▶ [Requirement]: In the listing below, take the part that opens with the line containing "On this screenshot, the bicycle rear" and closes with the line containing "[500,261,519,302]", and swap "should be" for "could be" throughout it, leaving everything else unchanged. Return only those lines.

▶ [Stored items]:
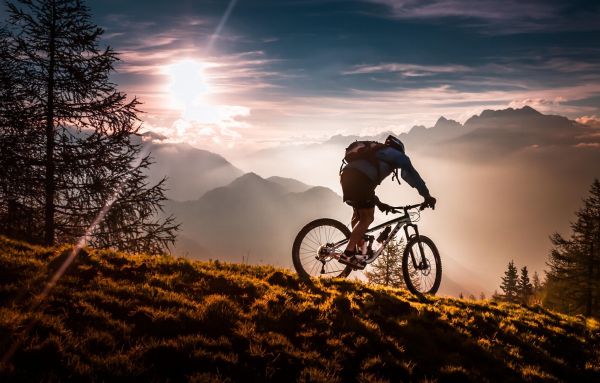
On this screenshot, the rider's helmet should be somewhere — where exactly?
[385,135,404,153]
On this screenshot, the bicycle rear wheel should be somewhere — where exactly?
[402,235,442,295]
[292,218,352,278]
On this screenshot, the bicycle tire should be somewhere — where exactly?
[292,218,352,279]
[402,235,442,295]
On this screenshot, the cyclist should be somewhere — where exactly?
[339,135,436,269]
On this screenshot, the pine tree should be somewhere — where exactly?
[531,271,542,293]
[500,261,518,302]
[365,239,404,287]
[544,179,600,316]
[517,266,533,304]
[531,271,544,304]
[0,0,178,253]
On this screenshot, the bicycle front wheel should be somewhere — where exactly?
[402,235,442,295]
[292,218,352,278]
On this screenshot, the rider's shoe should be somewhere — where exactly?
[338,251,367,270]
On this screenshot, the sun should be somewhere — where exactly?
[165,59,210,112]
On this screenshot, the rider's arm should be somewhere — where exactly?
[377,148,429,197]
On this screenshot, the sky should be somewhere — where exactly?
[34,0,600,152]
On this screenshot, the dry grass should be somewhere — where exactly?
[0,237,600,382]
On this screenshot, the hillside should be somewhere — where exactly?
[0,237,600,382]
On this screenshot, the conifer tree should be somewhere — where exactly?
[365,239,404,287]
[544,179,600,316]
[0,0,178,253]
[517,266,533,303]
[500,261,519,302]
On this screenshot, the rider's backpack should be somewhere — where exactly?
[340,141,400,187]
[340,141,386,182]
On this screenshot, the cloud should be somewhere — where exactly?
[342,63,471,77]
[366,0,600,34]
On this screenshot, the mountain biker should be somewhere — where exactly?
[339,135,436,268]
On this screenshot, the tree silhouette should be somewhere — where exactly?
[365,239,404,287]
[544,179,600,316]
[517,266,533,303]
[500,261,518,302]
[0,0,178,253]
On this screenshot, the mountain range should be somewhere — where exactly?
[145,107,600,295]
[165,173,350,266]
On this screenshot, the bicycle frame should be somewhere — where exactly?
[333,210,423,266]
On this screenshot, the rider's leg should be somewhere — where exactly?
[345,208,375,253]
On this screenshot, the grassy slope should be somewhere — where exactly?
[0,237,600,382]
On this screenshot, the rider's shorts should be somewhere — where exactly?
[340,168,376,209]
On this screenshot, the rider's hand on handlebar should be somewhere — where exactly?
[377,199,394,214]
[421,196,437,210]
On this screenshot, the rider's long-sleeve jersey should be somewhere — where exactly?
[346,147,429,197]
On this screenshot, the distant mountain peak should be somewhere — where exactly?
[479,105,542,117]
[230,172,268,185]
[433,116,462,128]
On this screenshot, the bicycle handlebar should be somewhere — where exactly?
[390,203,425,214]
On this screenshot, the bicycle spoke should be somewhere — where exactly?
[296,224,347,277]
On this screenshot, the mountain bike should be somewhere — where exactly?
[292,204,442,294]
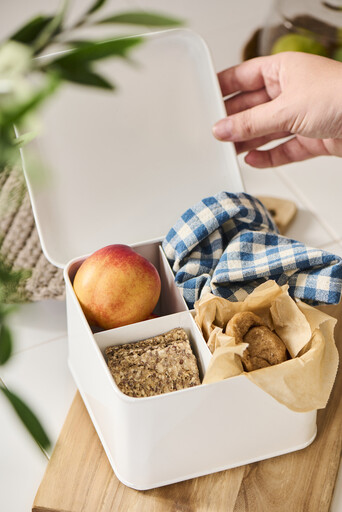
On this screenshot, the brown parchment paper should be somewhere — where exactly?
[195,281,338,412]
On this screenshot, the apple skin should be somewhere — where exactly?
[73,244,161,329]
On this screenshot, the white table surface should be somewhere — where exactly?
[0,0,342,512]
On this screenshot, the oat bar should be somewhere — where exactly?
[105,328,201,397]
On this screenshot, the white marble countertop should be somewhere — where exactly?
[0,0,342,512]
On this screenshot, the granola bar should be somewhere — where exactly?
[105,328,201,397]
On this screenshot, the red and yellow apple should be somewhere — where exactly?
[73,244,161,329]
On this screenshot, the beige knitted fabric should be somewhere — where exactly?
[0,168,65,301]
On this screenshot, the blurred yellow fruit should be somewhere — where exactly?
[271,34,327,57]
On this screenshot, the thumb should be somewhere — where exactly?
[213,98,290,142]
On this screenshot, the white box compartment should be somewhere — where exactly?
[22,30,316,489]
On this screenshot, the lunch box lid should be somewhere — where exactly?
[21,29,243,267]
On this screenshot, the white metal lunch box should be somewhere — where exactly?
[23,29,316,489]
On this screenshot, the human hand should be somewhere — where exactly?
[213,52,342,168]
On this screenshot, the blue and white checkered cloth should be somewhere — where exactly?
[163,192,342,308]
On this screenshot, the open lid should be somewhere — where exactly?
[22,29,243,267]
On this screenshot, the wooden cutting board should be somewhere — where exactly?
[32,303,342,512]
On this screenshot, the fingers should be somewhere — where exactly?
[213,97,290,142]
[245,137,328,169]
[218,57,268,96]
[225,88,271,115]
[235,132,291,154]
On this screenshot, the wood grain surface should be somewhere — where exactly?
[32,303,342,512]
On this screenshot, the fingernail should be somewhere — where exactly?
[213,118,232,140]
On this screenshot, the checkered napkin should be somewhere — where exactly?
[163,192,342,308]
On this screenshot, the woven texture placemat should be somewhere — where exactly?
[0,168,65,302]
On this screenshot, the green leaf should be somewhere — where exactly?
[97,11,184,27]
[9,15,52,44]
[13,131,38,148]
[52,66,114,90]
[0,385,51,450]
[0,324,12,365]
[48,37,143,69]
[33,0,69,55]
[85,0,107,16]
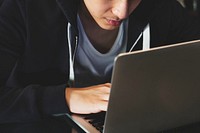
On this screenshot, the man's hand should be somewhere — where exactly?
[65,83,111,114]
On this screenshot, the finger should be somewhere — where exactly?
[98,101,108,111]
[101,94,110,101]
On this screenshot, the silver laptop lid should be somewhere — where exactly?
[104,40,200,133]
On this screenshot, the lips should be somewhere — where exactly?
[107,20,121,26]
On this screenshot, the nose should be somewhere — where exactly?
[112,0,128,19]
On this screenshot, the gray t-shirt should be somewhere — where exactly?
[75,16,128,87]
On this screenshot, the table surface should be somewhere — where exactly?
[0,118,200,133]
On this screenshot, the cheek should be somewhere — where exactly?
[129,0,141,14]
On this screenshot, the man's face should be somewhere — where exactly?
[83,0,141,30]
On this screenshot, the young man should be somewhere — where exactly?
[0,0,200,123]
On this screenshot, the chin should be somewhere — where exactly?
[100,25,119,30]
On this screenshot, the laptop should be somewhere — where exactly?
[59,40,200,133]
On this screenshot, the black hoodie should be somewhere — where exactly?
[0,0,200,123]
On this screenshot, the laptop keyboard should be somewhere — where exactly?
[85,112,106,133]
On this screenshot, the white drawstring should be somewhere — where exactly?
[129,24,150,52]
[142,24,150,50]
[67,23,74,83]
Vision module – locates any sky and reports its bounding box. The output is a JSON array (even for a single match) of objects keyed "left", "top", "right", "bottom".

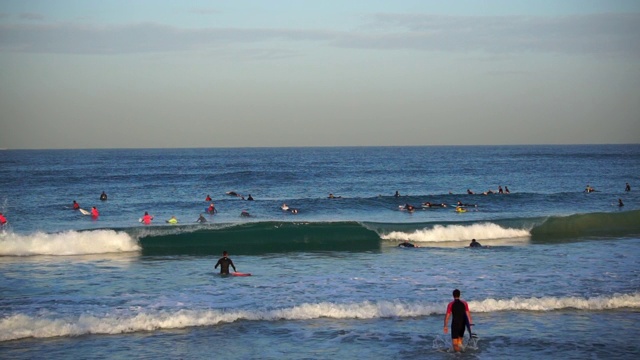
[{"left": 0, "top": 0, "right": 640, "bottom": 149}]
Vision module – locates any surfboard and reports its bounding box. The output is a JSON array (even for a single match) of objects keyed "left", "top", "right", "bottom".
[{"left": 231, "top": 271, "right": 251, "bottom": 276}]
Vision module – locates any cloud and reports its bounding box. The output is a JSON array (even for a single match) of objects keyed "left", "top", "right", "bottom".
[
  {"left": 350, "top": 14, "right": 640, "bottom": 55},
  {"left": 0, "top": 14, "right": 640, "bottom": 56},
  {"left": 20, "top": 13, "right": 45, "bottom": 21}
]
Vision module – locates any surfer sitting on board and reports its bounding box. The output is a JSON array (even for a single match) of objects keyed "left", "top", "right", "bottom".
[
  {"left": 444, "top": 289, "right": 472, "bottom": 351},
  {"left": 214, "top": 250, "right": 237, "bottom": 275}
]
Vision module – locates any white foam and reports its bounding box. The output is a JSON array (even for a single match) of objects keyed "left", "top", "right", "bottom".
[
  {"left": 0, "top": 230, "right": 140, "bottom": 256},
  {"left": 381, "top": 223, "right": 531, "bottom": 242},
  {"left": 0, "top": 293, "right": 640, "bottom": 341}
]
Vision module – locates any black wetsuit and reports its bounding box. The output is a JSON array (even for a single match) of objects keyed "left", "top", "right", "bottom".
[
  {"left": 451, "top": 299, "right": 467, "bottom": 339},
  {"left": 214, "top": 256, "right": 236, "bottom": 274}
]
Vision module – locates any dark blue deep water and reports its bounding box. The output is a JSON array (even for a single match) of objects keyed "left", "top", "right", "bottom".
[{"left": 0, "top": 145, "right": 640, "bottom": 359}]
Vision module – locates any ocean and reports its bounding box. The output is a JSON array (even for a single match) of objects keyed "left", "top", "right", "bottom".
[{"left": 0, "top": 144, "right": 640, "bottom": 359}]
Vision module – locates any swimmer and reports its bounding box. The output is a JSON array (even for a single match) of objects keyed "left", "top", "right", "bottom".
[
  {"left": 469, "top": 239, "right": 482, "bottom": 247},
  {"left": 398, "top": 241, "right": 419, "bottom": 248}
]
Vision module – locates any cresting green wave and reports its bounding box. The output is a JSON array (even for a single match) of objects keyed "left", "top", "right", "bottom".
[
  {"left": 531, "top": 210, "right": 640, "bottom": 243},
  {"left": 134, "top": 222, "right": 380, "bottom": 255}
]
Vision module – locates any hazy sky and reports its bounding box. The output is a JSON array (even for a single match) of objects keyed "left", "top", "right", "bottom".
[{"left": 0, "top": 0, "right": 640, "bottom": 149}]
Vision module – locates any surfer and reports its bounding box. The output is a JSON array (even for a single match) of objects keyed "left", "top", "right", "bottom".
[
  {"left": 140, "top": 211, "right": 153, "bottom": 225},
  {"left": 227, "top": 191, "right": 244, "bottom": 200},
  {"left": 469, "top": 239, "right": 482, "bottom": 247},
  {"left": 398, "top": 240, "right": 418, "bottom": 247},
  {"left": 167, "top": 215, "right": 178, "bottom": 224},
  {"left": 401, "top": 204, "right": 416, "bottom": 212},
  {"left": 207, "top": 203, "right": 218, "bottom": 215},
  {"left": 214, "top": 250, "right": 238, "bottom": 275},
  {"left": 444, "top": 289, "right": 472, "bottom": 351}
]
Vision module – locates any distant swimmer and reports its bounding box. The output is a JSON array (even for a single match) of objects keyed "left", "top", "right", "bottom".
[
  {"left": 227, "top": 191, "right": 244, "bottom": 200},
  {"left": 167, "top": 215, "right": 178, "bottom": 224},
  {"left": 469, "top": 239, "right": 482, "bottom": 247},
  {"left": 457, "top": 200, "right": 478, "bottom": 207},
  {"left": 207, "top": 203, "right": 218, "bottom": 215},
  {"left": 140, "top": 211, "right": 153, "bottom": 225},
  {"left": 422, "top": 201, "right": 447, "bottom": 208},
  {"left": 398, "top": 241, "right": 419, "bottom": 248},
  {"left": 213, "top": 251, "right": 238, "bottom": 275},
  {"left": 400, "top": 204, "right": 416, "bottom": 212}
]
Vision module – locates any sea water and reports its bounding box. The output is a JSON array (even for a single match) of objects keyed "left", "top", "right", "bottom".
[{"left": 0, "top": 145, "right": 640, "bottom": 359}]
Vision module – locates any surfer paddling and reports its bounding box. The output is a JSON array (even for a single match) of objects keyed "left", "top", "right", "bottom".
[{"left": 214, "top": 250, "right": 237, "bottom": 275}]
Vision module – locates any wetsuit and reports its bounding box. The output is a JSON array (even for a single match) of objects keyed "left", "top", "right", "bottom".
[
  {"left": 214, "top": 256, "right": 236, "bottom": 274},
  {"left": 447, "top": 299, "right": 469, "bottom": 339}
]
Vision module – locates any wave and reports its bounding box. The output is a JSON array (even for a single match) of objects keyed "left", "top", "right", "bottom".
[
  {"left": 0, "top": 210, "right": 640, "bottom": 256},
  {"left": 381, "top": 222, "right": 530, "bottom": 243},
  {"left": 0, "top": 230, "right": 140, "bottom": 256},
  {"left": 0, "top": 293, "right": 640, "bottom": 341}
]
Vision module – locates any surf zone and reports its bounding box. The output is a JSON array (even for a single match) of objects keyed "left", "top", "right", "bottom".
[{"left": 133, "top": 222, "right": 380, "bottom": 255}]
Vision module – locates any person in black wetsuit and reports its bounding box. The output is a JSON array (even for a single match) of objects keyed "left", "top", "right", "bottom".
[
  {"left": 444, "top": 289, "right": 472, "bottom": 351},
  {"left": 469, "top": 239, "right": 482, "bottom": 247},
  {"left": 214, "top": 251, "right": 237, "bottom": 275}
]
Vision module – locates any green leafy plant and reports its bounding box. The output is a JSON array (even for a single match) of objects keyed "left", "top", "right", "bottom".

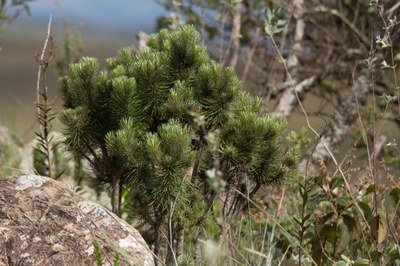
[{"left": 60, "top": 26, "right": 298, "bottom": 263}]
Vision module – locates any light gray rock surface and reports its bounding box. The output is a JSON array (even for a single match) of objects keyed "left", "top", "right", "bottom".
[{"left": 0, "top": 174, "right": 154, "bottom": 265}]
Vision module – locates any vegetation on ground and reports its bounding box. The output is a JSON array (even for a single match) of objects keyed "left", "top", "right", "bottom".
[{"left": 0, "top": 0, "right": 400, "bottom": 265}]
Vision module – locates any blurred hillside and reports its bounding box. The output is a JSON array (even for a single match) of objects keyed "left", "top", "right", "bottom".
[{"left": 0, "top": 0, "right": 166, "bottom": 138}]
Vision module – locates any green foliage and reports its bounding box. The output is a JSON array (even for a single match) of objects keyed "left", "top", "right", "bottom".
[{"left": 60, "top": 26, "right": 297, "bottom": 262}]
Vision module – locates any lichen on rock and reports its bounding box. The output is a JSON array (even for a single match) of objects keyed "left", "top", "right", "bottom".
[{"left": 0, "top": 175, "right": 154, "bottom": 265}]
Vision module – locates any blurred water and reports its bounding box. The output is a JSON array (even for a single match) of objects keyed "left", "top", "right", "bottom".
[{"left": 0, "top": 0, "right": 166, "bottom": 138}]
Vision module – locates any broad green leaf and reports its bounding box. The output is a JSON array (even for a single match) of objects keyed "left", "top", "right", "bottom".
[
  {"left": 358, "top": 201, "right": 372, "bottom": 219},
  {"left": 330, "top": 176, "right": 344, "bottom": 190},
  {"left": 342, "top": 214, "right": 357, "bottom": 233},
  {"left": 371, "top": 214, "right": 388, "bottom": 244},
  {"left": 336, "top": 197, "right": 350, "bottom": 207}
]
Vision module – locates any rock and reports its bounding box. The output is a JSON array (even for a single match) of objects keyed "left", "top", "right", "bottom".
[
  {"left": 19, "top": 131, "right": 111, "bottom": 210},
  {"left": 0, "top": 175, "right": 154, "bottom": 265}
]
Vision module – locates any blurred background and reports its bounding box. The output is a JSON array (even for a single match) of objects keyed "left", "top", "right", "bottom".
[{"left": 0, "top": 0, "right": 168, "bottom": 139}]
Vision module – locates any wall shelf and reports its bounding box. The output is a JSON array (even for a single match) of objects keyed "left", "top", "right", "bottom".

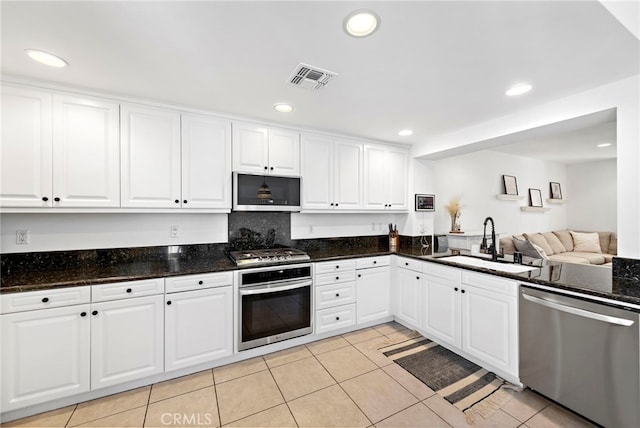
[
  {"left": 496, "top": 193, "right": 524, "bottom": 201},
  {"left": 547, "top": 198, "right": 567, "bottom": 204},
  {"left": 520, "top": 207, "right": 551, "bottom": 213}
]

▶ [Response to this task]:
On this screenshot, the bicycle rear wheel could be somewhere — where exactly?
[402,235,442,295]
[292,218,352,278]
On this screenshot, the bicycle tire could be somewhere — where exactly?
[292,218,352,279]
[402,235,442,295]
On this screenshot, the cyclist could be somewhere — where exactly?
[339,135,436,269]
On this screenshot, the pine tree could be somewhere — where exactly?
[531,271,542,293]
[500,261,518,302]
[365,239,404,287]
[544,179,600,316]
[517,266,533,304]
[531,271,544,304]
[0,0,178,253]
On this screenshot, the bicycle front wheel could be somewhere — where exactly?
[402,235,442,295]
[292,218,352,278]
On this screenshot, the rider's shoe could be somewhere — where exactly?
[338,251,367,270]
On this screenshot, the sun could be somewhere — where exactly?
[165,59,210,112]
On this screenshot, the rider's arm could be somewhere — where exactly?
[377,148,429,197]
On this screenshot, the sky could be somewhere — where exactly?
[34,0,600,152]
On this screenshot, the dry grass could be somewhere — where exactly?
[0,237,600,382]
On this screenshot, the hillside could be somewhere — where exactly?
[0,237,600,382]
On this screenshot, the conifer tree could be somewhere — where exactly?
[365,239,404,287]
[544,179,600,316]
[0,0,178,253]
[517,266,533,303]
[500,261,519,302]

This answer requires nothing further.